[Referring expression pointing data]
· · ·
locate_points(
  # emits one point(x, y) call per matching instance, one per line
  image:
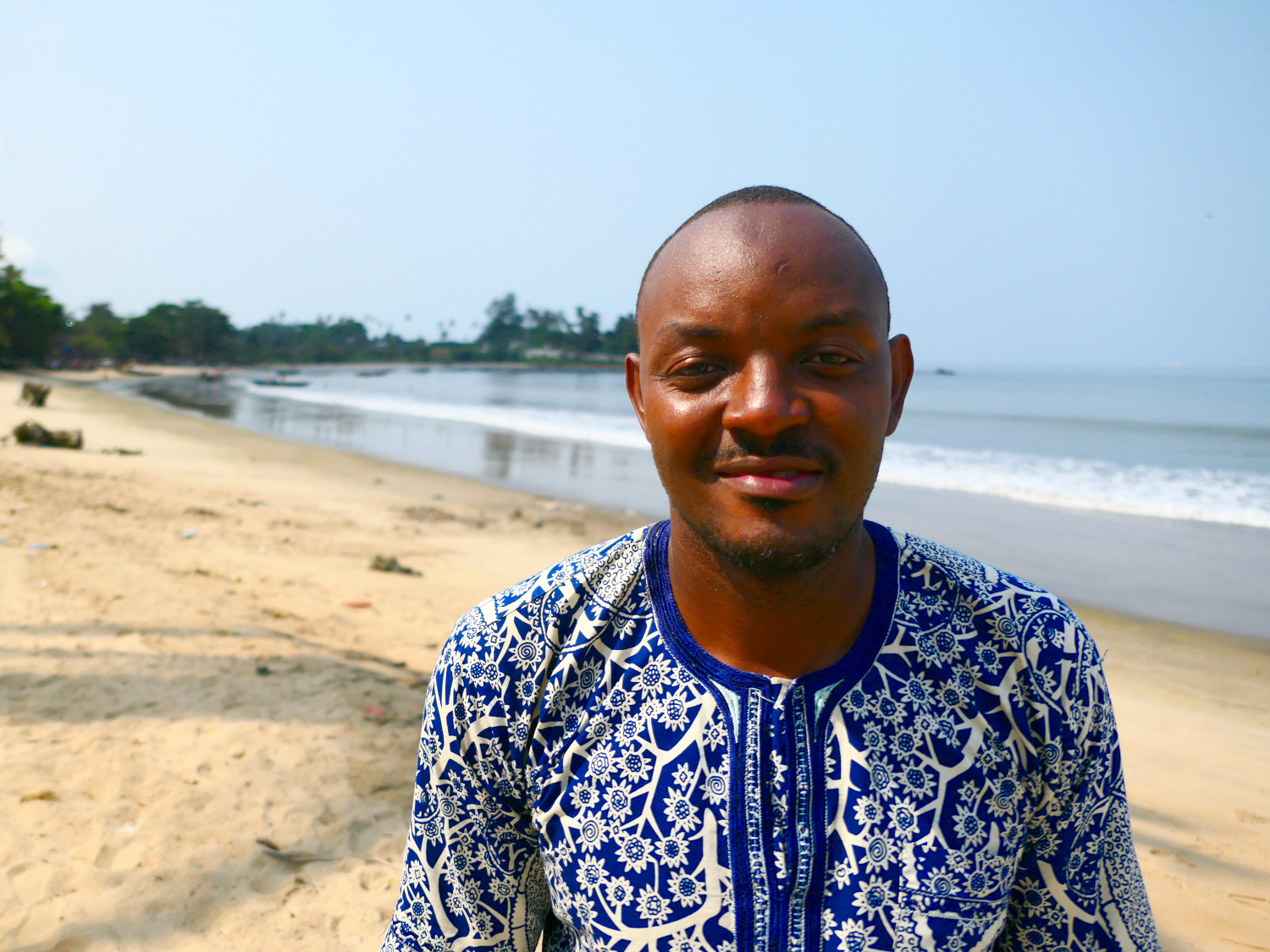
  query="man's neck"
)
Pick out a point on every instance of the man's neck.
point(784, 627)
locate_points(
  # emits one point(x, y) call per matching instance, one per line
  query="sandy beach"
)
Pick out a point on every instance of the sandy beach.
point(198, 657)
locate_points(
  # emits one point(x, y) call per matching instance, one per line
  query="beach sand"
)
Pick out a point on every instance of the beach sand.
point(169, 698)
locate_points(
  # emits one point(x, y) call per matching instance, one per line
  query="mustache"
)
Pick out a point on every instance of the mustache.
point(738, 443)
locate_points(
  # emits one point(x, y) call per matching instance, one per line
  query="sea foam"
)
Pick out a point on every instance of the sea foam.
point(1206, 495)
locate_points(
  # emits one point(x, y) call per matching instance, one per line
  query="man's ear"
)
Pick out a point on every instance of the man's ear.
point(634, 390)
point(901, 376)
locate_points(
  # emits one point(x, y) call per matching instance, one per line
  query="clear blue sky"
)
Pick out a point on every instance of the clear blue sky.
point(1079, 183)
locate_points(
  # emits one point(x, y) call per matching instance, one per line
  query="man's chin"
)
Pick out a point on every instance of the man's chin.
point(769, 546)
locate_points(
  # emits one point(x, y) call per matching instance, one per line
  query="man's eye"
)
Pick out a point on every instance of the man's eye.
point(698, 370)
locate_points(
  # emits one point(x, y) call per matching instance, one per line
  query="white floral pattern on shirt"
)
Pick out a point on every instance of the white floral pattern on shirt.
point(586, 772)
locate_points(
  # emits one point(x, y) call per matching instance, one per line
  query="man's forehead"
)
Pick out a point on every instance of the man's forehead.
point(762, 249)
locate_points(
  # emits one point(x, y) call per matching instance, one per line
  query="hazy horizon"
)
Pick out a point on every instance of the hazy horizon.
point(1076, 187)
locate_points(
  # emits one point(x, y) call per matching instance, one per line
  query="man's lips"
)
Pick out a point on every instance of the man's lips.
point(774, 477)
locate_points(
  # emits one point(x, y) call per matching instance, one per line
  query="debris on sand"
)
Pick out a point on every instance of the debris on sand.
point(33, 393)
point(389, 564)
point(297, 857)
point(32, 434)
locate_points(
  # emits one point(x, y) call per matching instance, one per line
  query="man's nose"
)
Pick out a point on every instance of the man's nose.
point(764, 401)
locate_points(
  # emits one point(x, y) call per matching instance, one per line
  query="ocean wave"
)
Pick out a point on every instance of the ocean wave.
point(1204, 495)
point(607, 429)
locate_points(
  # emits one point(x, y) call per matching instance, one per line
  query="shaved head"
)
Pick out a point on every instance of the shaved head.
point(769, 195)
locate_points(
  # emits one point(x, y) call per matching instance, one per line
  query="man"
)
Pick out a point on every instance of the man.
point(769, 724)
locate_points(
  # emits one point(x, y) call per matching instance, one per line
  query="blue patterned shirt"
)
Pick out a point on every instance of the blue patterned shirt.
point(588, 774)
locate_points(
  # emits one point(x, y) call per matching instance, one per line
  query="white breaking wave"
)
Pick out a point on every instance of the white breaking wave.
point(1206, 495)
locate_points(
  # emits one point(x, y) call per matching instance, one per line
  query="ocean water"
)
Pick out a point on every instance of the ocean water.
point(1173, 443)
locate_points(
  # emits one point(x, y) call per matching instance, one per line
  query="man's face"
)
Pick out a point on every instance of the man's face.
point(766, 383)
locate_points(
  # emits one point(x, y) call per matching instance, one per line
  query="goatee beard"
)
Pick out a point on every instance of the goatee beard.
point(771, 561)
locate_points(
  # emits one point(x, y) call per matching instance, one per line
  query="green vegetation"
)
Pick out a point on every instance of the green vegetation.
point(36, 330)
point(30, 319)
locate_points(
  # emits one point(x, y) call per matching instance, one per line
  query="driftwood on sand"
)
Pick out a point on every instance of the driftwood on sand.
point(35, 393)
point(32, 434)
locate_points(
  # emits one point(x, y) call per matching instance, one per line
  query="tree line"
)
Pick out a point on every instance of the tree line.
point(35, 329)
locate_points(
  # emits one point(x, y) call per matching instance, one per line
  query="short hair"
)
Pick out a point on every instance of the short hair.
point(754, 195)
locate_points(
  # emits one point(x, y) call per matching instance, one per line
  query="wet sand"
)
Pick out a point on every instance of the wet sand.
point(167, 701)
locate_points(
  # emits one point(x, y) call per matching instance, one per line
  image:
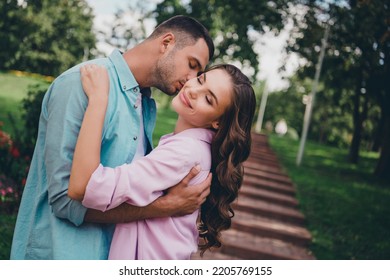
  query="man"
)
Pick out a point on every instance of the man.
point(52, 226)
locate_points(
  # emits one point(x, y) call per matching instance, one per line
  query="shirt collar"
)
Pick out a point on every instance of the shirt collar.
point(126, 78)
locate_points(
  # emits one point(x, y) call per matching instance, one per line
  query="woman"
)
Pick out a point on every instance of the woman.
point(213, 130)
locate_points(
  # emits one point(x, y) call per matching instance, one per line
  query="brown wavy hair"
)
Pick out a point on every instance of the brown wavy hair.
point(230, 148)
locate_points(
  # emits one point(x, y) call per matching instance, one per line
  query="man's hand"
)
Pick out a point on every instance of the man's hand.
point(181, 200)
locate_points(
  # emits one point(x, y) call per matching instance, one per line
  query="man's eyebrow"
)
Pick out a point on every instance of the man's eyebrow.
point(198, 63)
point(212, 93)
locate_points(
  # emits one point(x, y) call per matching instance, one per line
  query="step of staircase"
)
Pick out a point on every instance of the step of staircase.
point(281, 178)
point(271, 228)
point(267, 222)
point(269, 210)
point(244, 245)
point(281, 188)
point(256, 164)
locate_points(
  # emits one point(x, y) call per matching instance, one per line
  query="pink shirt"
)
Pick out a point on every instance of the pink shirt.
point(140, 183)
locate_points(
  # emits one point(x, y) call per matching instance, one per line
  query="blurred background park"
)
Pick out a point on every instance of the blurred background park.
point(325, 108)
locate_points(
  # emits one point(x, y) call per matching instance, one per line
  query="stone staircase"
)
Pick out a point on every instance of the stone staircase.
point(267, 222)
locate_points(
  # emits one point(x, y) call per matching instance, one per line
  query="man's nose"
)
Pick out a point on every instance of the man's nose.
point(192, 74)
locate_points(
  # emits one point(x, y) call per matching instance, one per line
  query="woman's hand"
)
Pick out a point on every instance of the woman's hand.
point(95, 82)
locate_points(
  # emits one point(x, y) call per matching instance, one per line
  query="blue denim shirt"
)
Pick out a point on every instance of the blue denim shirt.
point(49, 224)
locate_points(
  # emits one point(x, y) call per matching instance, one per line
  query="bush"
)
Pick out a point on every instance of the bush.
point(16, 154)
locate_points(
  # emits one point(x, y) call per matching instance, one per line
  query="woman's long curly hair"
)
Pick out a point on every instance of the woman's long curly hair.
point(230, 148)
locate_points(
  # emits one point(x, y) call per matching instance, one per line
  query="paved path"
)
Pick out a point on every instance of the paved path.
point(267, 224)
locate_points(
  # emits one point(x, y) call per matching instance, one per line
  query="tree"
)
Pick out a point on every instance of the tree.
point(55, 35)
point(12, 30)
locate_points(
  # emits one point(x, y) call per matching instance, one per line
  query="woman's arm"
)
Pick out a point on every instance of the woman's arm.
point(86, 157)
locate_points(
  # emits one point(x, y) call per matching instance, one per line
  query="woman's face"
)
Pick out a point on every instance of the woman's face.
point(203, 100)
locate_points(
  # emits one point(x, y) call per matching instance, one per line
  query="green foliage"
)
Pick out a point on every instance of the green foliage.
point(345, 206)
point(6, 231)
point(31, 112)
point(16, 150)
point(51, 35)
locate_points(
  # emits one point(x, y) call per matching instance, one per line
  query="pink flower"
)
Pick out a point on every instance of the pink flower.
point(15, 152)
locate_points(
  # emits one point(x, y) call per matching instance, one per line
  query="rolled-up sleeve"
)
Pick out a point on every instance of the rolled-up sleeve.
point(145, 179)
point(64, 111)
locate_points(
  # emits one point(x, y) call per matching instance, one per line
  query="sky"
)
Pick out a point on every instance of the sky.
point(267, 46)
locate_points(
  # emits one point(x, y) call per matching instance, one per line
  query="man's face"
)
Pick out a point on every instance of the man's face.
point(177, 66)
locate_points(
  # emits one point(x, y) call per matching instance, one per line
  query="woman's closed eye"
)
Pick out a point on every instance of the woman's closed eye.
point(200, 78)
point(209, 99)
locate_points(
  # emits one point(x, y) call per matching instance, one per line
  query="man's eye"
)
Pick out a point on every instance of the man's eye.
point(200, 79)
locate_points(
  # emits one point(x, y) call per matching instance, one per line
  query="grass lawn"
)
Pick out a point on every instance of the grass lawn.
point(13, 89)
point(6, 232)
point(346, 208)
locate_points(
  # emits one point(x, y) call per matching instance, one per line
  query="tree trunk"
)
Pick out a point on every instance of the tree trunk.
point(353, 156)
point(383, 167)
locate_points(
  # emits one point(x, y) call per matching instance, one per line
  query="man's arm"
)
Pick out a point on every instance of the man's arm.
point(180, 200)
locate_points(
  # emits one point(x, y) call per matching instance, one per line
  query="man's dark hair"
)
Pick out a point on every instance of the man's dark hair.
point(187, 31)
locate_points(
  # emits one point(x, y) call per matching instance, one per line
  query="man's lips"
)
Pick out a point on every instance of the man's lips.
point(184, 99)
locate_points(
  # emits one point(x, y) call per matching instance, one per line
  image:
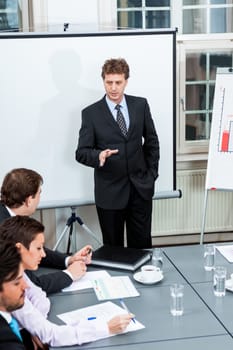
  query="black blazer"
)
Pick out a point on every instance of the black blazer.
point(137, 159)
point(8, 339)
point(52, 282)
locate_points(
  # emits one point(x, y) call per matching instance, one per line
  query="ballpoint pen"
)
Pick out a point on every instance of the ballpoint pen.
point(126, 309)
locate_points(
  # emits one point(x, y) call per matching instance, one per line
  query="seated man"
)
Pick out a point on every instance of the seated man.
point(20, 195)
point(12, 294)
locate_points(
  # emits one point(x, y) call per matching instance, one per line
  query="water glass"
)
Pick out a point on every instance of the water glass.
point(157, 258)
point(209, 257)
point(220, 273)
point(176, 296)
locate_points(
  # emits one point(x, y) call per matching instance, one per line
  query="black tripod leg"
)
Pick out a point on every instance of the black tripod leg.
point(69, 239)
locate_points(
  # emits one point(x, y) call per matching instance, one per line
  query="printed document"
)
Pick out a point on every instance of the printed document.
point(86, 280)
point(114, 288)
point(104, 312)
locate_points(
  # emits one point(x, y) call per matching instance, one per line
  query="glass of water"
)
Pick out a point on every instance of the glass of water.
· · ·
At the line containing "Pick out a point on every instance of the black tripod", start copying. Continue exactly through the final line of the entries above and stop there.

Pick out a point on every instance of the black tripod leg.
point(69, 239)
locate_points(
  # emits one point(x, y) call per matching instance, one per line
  query="printed document"
)
Pick out a point on every instance of the printed document.
point(86, 280)
point(114, 288)
point(104, 312)
locate_points(
  # emits one point(x, y) call per matching instance, one per line
  query="glass of water"
)
Pick out a point on every instance of the glass of water.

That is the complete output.